> _Exercise directions_
Reproduce every line of the material below verbatim, changing nothing.

> _Material shown_
──────

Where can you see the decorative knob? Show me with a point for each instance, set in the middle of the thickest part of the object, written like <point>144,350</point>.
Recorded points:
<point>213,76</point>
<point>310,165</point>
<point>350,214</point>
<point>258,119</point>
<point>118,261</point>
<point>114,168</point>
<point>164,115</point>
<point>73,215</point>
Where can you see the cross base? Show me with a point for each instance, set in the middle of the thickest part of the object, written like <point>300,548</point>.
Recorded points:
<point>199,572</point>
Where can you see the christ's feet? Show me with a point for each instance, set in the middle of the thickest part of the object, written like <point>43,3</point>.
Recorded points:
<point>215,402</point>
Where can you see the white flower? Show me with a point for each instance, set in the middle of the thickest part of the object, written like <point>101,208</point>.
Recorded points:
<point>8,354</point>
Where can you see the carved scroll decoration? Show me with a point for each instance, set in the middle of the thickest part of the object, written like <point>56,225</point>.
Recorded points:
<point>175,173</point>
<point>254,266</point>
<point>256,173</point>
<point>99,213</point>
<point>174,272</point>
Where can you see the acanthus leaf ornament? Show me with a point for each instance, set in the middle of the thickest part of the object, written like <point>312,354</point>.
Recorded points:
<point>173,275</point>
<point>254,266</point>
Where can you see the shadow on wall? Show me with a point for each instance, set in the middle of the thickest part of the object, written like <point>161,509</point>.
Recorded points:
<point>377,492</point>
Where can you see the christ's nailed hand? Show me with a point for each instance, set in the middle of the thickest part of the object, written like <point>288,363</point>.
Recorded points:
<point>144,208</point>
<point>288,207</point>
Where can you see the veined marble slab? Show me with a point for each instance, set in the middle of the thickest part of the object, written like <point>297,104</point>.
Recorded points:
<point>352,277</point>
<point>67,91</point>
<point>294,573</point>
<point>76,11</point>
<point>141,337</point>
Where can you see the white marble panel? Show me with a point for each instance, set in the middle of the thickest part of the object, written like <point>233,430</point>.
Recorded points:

──────

> _Worked solution_
Where can you see the decorative knob? Show me with a point for each instance, set in the middle of the thickest part of the object, written like <point>144,350</point>.
Recorded points:
<point>213,76</point>
<point>310,165</point>
<point>350,214</point>
<point>258,119</point>
<point>118,261</point>
<point>114,168</point>
<point>164,115</point>
<point>73,215</point>
Where can you see the cross base? Show me with a point for each instance, set in the middle of the thickest part of the object, written like <point>300,548</point>.
Recorded points:
<point>199,572</point>
Where can you see the christ's feet? Show me with a point for each instance, set in the middle of the thickest part of the object, written like <point>43,3</point>.
Recorded points:
<point>215,402</point>
Where can you see the white flower? Show me with a point for each instance, set in the middle of the thickest part of the object, written like <point>101,208</point>.
Recorded points:
<point>8,354</point>
Where can you see the carved scroll decoration? Show me with a point for each instance, set in the middle of the thickest part of the object, written like <point>56,225</point>.
Recorded points:
<point>175,173</point>
<point>254,266</point>
<point>256,173</point>
<point>99,213</point>
<point>174,272</point>
Where can you see the acanthus leaf ornament? Show me with a point for each instance, set in the middle of the thickest part of the object, written like <point>312,354</point>.
Recorded points:
<point>173,275</point>
<point>254,266</point>
Where can you see the shadow on wall? Show me with a point for each instance, set in the middle of the thickest part of the object, written like <point>161,509</point>.
Recorded points:
<point>377,492</point>
Where can you see the christ's nailed hand? Show me with a point for each instance, set in the middle of the thickest part of the object, written like <point>288,363</point>.
Recorded points:
<point>144,208</point>
<point>288,207</point>
Where can you see the veined marble slab? Show me with a point for each instance, set in the middle of the thickest part of the object, written like <point>297,104</point>.
Recorded points:
<point>352,277</point>
<point>67,91</point>
<point>294,573</point>
<point>76,11</point>
<point>141,337</point>
Where can you see the white marble panel? Show me with a point for each instance, set in the middle of the thickest part of the object, written like <point>233,430</point>.
Recorded points:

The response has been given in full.